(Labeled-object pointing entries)
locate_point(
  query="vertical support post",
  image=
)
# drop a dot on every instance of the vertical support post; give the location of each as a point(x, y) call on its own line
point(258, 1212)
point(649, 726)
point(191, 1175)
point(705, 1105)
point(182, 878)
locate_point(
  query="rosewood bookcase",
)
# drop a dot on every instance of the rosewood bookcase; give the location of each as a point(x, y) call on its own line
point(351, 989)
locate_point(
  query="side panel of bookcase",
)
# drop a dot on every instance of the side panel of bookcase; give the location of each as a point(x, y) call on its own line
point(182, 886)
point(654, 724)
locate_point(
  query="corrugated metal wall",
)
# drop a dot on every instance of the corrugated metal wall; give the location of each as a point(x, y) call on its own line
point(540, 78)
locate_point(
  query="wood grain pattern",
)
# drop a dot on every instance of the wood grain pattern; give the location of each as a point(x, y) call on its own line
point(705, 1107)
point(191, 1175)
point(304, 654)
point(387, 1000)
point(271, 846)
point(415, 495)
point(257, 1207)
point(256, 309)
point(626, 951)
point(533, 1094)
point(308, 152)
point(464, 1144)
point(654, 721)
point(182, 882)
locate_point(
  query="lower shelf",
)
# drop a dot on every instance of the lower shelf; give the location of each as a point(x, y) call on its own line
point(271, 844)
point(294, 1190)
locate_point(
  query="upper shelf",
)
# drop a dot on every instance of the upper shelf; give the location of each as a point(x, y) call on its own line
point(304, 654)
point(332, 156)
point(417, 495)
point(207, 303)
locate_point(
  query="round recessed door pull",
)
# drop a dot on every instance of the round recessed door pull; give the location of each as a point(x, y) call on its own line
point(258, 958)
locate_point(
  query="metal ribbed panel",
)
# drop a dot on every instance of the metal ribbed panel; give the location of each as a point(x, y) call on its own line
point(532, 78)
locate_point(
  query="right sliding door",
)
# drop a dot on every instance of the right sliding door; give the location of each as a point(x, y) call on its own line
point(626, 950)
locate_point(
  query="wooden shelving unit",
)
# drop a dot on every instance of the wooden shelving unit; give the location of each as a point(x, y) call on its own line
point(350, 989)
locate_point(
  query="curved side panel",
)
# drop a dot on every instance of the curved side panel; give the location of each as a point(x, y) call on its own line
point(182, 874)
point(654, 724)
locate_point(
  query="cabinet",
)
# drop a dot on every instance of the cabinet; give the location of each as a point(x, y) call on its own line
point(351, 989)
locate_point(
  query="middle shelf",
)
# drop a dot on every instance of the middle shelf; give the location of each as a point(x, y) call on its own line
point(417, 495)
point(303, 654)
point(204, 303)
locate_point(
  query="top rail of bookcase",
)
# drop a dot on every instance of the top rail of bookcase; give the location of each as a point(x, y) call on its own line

▶ **What the task requires**
Update all of the rows above by changing each "drop a dot on" to "place a marker on". Leave everything else unchanged.

▶ **Problem solution**
locate_point(
  query="vertical support post",
  image=
)
# place a marker on every instance of the vertical support post; give the location of each as a point(x, y) call on its own line
point(258, 1212)
point(649, 726)
point(191, 1175)
point(705, 1105)
point(182, 878)
locate_point(
  query="rosewood bookcase",
)
# place a marker on every instance of the rosewood bookcase; give the location of each as a point(x, y) call on its own line
point(351, 989)
locate_point(
  query="side panel of bookcase",
)
# place a marker on every instance of the side panel of bookcase; give the location of each as a point(x, y) call on its own line
point(182, 886)
point(654, 724)
locate_point(
  query="corrugated metal wall",
)
# place a marker on every instance of the corrugated metal wall; give the location of each as a point(x, y) call on its own line
point(540, 78)
locate_point(
  query="wood grain pattern",
)
# place a marker on every instance of the wood grain pattern; give the location of each as a point(x, y) call on its own line
point(705, 1107)
point(191, 1175)
point(304, 654)
point(387, 1000)
point(271, 846)
point(415, 495)
point(257, 1207)
point(256, 309)
point(626, 951)
point(533, 1094)
point(308, 152)
point(464, 1144)
point(654, 721)
point(182, 882)
locate_point(
  query="lower shelf",
)
# place a marker on every instance of the lower shelf; give the location of each as a point(x, y) call on its own line
point(271, 844)
point(294, 1190)
locate_point(
  query="upper shelf",
)
# place a marker on every instance of the upper shelf; give the location of each as a point(x, y) call on its own line
point(304, 654)
point(332, 156)
point(417, 495)
point(207, 303)
locate_point(
  query="round recessed door pull",
)
# place a marker on every instance of the round recessed door pull; give the location of each as a point(x, y) call on its own line
point(258, 958)
locate_point(
  query="metal ribbed panel",
)
# place a marker on every instance of the metal ribbed panel; give the location of each as a point(x, y) call on its own line
point(532, 78)
locate_point(
  query="right sliding door",
)
# place a marker on every instance of the right sliding door; give the location of each as a point(x, y) call on its own line
point(626, 950)
locate_point(
  query="wooden shelving unit",
)
# place a marker on every instance of the wooden shelving unit; give the location of each as a point(x, y) call on its own line
point(350, 989)
locate_point(
  query="curved side panel",
)
# place a marker on every instance of the curved side panel; give the location of each as a point(x, y) call on its own line
point(182, 874)
point(654, 724)
locate_point(
  query="cabinet",
)
# place a marker on every instance of the cabinet; give the location of each as a point(x, y) call on its own line
point(351, 989)
locate_point(
  query="middle shelf",
)
# place a marker on every instance of the middle shelf; give the location of each as a point(x, y) call on its own line
point(417, 495)
point(303, 654)
point(204, 303)
locate_point(
  query="top rail of bookcase",
)
# place a marker on every instance of the top rail of bookcase; give the location of each as a point(x, y) call on its own line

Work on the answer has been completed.